## Begin

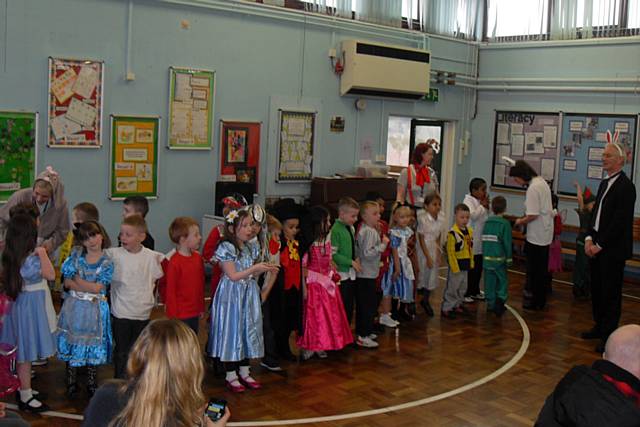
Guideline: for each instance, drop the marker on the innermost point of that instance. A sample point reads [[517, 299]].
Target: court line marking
[[526, 339], [524, 345], [570, 284]]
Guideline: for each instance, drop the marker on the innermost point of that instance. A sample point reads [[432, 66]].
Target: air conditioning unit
[[376, 69]]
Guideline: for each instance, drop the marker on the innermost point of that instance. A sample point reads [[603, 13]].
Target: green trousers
[[495, 285]]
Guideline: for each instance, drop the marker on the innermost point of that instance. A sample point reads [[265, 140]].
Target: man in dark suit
[[609, 243]]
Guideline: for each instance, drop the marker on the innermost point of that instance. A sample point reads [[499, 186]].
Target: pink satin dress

## End

Stated problem: Rewrite the records from the line containing "reads [[432, 66]]." through the line containing "[[495, 285]]" as a JSON list of strings, with one string per line and any blank lines left out.

Final result:
[
  "Guideline: for each instance, drop the marker on the innermost point of that instance. A sample point reads [[432, 66]].",
  "Target: air conditioning unit",
  "[[376, 69]]",
  "Guideline: for each instance, drop the marker on the innermost point of that instance. A sample point reads [[603, 13]].",
  "Target: green trousers",
  "[[495, 285]]"
]